Required work -> Quote all of the data below exactly, please.

Provided information ->
= = = =

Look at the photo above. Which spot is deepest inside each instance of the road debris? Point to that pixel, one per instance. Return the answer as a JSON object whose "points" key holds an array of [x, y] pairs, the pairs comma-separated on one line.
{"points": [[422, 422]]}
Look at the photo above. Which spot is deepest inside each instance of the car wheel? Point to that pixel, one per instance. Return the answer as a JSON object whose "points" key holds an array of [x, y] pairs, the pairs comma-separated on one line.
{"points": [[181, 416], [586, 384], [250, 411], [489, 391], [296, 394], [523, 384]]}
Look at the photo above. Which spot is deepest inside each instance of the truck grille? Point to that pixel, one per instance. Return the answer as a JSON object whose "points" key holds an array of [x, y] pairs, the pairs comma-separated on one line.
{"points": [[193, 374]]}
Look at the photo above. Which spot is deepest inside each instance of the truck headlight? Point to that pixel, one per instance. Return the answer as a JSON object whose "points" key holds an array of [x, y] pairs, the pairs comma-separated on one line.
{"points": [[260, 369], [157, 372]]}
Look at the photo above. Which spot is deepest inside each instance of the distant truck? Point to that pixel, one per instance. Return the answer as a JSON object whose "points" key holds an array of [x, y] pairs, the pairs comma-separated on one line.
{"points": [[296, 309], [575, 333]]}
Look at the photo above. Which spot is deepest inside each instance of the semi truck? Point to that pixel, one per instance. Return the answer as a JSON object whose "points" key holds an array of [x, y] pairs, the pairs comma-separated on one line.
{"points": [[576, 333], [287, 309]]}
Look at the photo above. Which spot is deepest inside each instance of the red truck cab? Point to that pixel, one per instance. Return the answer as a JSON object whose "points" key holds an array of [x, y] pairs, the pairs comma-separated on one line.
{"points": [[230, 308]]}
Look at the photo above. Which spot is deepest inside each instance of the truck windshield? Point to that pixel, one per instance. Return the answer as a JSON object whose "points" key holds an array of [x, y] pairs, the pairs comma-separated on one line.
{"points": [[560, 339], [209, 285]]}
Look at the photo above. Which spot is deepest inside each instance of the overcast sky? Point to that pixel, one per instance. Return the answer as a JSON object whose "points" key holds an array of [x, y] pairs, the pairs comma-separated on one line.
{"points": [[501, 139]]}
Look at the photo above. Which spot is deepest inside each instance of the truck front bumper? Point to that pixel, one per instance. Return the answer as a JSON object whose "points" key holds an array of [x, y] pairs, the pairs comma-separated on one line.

= = = =

Final answer ->
Look at the photo above. Which spot is deepest inside each instance of the road debris? Point to that pixel, one per instance. Return the answer as a JSON object whose "points" key holds an array of [x, y] pairs, the pairs comma-separated on one line.
{"points": [[422, 422]]}
Look at the photo above. Which spot is deepest inside each instance of the car wheel? Point to that pixel, one per instance. Return the answer as a JSON object whose "points" key holds an array of [x, y] pairs, the pairs comma-separated on one line.
{"points": [[181, 416], [586, 384], [250, 411], [489, 391], [296, 394], [523, 384]]}
Look at the photo above. Which spot is deepest inside each instance of the truck grille? Point to that pixel, one per instance. Return the answer as a JSON object whose "points" key holds an array of [x, y] pairs, the pairs comma-separated on one line.
{"points": [[193, 374]]}
Look at the photo above. Which spot is deepest inside each instance of the truck headlight? Point to that pixel, one per instance. Return the answer as a JSON object whose "points" key holds an array of [x, y] pairs, the pairs comma-separated on one line.
{"points": [[260, 369], [157, 372]]}
Look at the photo above. Which spot is deepest inside each instance of the distant truck? Point to that pixel, one per instance. Return the answer as a JSON object whose "points" key holds an array of [x, y] pairs, the pairs comma-separated on one line.
{"points": [[296, 309], [575, 333]]}
Look at the photo above. Which spot is deepest inside each instance of the semi truck? Point to that pixel, one per instance. Return the answer as a JSON object whose "points" key holds an array of [x, y] pairs, the pairs comma-separated on one line.
{"points": [[576, 333], [287, 309]]}
Look at the photo above. Which spot is deepest inside each instance of the red truck cab? Point to that pixel, one per instance. Return the answer as a JSON object whose "points" key holds an array of [x, y] pairs, the pairs comma-separated on one line.
{"points": [[230, 308]]}
Look at the photo above. Which spot is deepest inside each instance of the truck windshield? Point to that pixel, one per instance. Return the answer as a JSON object whose "points" key holds an array of [x, y] pairs, the pairs comma-separated on one line.
{"points": [[560, 339], [209, 285]]}
Look at the photo above. Which spot is deepest inside each instance of the overcast sky? Point to that pixel, one per instance. Return the answer as a JSON object whose "points" key holds an array of [x, y] pairs, the pairs comma-separated on one line.
{"points": [[501, 139]]}
Look at the photo above. Which spot is deepest inside each instance of the truck front bumper? Point to that pixel, one per instance. Return the answer as a JSON object whose "points" key holds an array of [x, y] pairs, the pairs comma-separated on one line.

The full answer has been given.